### What is expected:
Count the lines below that contain the string "window", matching case exactly, and reply with the number alone.
--- Start Data lines ---
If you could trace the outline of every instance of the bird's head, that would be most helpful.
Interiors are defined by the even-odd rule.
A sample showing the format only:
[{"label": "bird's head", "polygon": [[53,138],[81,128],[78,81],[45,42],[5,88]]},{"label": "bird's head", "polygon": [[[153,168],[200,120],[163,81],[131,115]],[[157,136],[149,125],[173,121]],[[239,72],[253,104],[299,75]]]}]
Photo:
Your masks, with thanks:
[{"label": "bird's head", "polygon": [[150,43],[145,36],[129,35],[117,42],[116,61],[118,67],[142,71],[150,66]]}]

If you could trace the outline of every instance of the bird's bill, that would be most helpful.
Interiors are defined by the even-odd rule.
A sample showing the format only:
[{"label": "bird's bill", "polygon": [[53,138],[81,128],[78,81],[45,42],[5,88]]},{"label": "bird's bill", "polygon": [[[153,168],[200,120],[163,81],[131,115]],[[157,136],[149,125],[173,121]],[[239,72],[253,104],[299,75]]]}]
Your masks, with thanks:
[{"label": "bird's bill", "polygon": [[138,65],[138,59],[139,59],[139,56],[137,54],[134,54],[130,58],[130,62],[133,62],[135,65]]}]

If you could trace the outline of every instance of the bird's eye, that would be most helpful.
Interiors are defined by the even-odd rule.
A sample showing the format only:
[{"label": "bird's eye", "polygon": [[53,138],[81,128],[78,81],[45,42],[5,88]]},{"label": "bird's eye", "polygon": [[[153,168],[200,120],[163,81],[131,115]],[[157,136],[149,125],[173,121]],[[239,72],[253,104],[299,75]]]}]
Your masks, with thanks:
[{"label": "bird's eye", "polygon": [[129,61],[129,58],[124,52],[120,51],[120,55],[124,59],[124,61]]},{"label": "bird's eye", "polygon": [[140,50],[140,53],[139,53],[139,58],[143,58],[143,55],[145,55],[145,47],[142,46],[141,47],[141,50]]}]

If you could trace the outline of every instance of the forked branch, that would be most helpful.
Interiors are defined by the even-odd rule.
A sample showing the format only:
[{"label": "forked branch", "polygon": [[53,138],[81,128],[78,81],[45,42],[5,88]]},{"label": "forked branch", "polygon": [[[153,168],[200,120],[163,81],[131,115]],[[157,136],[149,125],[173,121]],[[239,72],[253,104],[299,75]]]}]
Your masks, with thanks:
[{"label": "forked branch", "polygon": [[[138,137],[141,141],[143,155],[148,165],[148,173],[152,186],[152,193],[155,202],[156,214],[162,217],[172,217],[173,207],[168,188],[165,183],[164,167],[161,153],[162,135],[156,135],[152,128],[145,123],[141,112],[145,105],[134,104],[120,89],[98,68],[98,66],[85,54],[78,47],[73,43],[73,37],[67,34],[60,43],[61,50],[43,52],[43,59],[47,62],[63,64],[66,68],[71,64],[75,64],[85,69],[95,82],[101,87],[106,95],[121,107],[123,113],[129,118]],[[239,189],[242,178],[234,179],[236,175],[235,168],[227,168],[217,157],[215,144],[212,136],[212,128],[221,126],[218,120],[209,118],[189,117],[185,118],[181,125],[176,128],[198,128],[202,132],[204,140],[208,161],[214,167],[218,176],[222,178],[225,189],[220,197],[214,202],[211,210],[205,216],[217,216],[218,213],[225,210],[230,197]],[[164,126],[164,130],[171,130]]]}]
--- End Data lines ---
--- Start Data lines ---
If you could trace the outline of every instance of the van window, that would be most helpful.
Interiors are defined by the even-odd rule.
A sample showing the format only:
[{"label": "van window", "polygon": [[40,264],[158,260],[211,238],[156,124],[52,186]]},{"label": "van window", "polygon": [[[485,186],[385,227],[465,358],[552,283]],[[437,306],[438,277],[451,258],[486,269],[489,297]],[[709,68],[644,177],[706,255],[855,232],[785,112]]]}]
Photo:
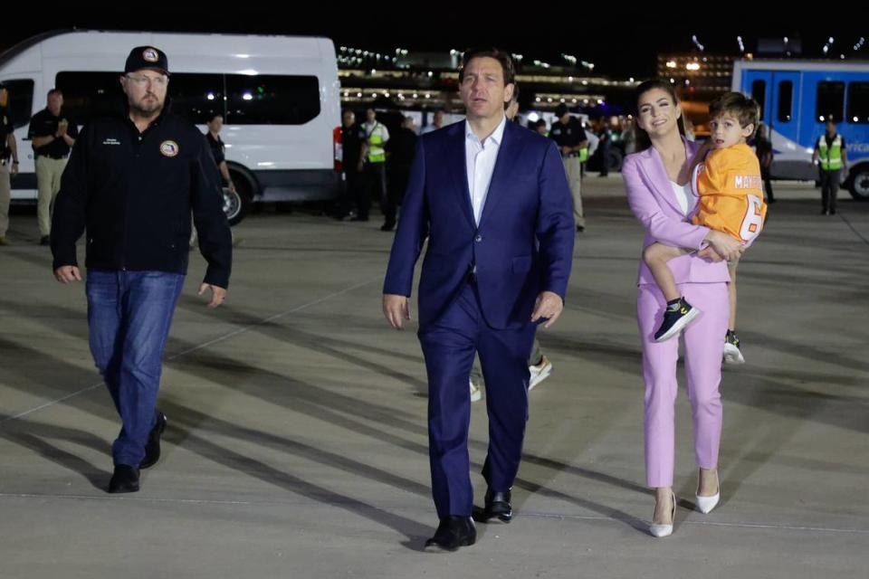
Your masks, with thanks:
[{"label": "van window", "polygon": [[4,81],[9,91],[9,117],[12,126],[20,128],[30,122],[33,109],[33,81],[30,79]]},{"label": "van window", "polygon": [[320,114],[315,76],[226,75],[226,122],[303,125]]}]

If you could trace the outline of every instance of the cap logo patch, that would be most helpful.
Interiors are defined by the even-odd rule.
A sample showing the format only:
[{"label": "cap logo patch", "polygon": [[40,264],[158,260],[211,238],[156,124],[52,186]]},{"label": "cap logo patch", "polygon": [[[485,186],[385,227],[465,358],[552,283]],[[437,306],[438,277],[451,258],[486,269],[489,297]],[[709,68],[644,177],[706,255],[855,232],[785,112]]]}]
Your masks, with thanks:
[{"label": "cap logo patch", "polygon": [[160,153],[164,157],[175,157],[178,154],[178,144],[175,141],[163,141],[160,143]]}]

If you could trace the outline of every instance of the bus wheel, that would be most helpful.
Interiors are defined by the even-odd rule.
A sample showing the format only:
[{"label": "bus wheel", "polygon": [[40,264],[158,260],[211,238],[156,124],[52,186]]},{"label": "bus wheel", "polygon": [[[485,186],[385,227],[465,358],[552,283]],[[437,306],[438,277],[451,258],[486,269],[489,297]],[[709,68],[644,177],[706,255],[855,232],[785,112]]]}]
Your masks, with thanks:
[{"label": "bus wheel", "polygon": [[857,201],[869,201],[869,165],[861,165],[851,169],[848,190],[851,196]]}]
--- End Data lines ---
--- Start Data lines ---
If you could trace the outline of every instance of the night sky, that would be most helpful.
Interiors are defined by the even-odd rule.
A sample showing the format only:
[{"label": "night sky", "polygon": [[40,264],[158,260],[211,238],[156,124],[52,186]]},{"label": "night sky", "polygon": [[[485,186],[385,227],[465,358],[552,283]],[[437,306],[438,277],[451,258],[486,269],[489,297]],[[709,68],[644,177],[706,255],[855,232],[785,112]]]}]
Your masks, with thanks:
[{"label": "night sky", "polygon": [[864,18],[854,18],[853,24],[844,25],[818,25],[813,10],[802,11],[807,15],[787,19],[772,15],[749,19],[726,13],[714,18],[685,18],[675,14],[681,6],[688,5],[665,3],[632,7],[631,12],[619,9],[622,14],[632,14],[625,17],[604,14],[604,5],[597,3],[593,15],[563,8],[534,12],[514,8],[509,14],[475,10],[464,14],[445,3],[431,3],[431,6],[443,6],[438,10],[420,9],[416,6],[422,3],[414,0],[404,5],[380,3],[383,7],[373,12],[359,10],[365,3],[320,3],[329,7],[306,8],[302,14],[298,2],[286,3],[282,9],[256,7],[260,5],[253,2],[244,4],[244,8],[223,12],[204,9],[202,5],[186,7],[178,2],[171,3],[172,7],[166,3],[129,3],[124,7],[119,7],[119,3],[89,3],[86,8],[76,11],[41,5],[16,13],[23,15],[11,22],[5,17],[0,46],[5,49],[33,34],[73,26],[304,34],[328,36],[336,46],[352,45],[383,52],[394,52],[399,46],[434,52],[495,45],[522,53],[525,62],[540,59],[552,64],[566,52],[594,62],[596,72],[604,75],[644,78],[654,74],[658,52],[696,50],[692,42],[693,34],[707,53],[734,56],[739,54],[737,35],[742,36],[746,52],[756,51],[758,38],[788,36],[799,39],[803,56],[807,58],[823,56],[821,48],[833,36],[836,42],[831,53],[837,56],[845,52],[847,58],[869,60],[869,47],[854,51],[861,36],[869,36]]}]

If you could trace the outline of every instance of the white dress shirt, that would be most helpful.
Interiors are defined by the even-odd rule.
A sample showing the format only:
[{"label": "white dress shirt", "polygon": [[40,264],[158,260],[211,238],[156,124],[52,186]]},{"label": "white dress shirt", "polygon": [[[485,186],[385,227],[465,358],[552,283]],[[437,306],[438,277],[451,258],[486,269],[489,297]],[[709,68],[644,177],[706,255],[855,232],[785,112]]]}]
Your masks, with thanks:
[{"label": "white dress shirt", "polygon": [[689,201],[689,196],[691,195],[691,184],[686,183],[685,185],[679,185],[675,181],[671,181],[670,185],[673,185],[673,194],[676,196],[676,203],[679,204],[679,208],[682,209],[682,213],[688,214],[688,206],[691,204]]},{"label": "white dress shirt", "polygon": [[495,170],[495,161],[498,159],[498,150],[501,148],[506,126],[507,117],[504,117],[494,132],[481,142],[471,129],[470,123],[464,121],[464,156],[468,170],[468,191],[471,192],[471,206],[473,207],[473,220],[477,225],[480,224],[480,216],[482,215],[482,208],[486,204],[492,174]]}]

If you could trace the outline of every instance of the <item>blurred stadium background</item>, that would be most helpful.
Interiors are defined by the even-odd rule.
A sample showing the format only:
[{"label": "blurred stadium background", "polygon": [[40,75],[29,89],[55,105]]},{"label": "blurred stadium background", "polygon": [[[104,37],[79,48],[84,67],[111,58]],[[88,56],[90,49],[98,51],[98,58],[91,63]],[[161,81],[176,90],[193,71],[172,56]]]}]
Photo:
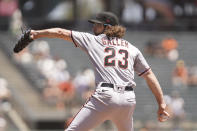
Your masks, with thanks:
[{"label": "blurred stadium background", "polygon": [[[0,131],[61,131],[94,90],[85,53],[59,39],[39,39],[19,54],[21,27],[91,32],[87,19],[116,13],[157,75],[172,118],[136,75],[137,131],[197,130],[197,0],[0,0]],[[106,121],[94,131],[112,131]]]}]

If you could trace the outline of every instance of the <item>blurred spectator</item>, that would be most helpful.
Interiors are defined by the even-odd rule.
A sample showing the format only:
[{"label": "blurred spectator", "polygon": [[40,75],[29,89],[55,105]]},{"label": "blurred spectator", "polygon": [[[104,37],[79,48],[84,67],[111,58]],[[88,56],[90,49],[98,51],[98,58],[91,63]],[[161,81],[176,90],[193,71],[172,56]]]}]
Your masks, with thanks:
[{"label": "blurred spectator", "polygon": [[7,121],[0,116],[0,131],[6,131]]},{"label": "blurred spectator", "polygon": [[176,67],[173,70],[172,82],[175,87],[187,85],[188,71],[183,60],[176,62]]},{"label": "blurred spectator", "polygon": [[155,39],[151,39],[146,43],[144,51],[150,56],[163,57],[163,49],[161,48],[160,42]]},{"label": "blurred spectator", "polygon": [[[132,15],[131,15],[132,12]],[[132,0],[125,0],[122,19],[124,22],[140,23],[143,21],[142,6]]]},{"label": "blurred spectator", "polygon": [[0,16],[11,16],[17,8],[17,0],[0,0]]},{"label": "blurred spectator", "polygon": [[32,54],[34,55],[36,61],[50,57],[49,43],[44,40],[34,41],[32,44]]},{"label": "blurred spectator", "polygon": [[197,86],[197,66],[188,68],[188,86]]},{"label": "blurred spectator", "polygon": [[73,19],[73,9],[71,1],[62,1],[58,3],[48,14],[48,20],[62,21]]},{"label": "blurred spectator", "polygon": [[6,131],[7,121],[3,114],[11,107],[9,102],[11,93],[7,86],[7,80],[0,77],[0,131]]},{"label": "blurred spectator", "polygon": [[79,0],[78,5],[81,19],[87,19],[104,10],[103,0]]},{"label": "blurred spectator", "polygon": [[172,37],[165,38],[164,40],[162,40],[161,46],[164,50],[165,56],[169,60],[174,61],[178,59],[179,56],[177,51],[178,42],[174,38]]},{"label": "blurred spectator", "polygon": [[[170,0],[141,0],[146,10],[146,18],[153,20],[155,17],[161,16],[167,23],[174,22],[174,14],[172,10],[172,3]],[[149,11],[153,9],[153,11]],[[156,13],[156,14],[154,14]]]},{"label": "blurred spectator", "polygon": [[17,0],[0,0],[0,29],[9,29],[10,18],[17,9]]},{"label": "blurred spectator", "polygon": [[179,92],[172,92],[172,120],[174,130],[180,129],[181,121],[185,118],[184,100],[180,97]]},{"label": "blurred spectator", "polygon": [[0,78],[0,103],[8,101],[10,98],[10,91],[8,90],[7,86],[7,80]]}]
--- End Data lines ---
### Exercise answer:
3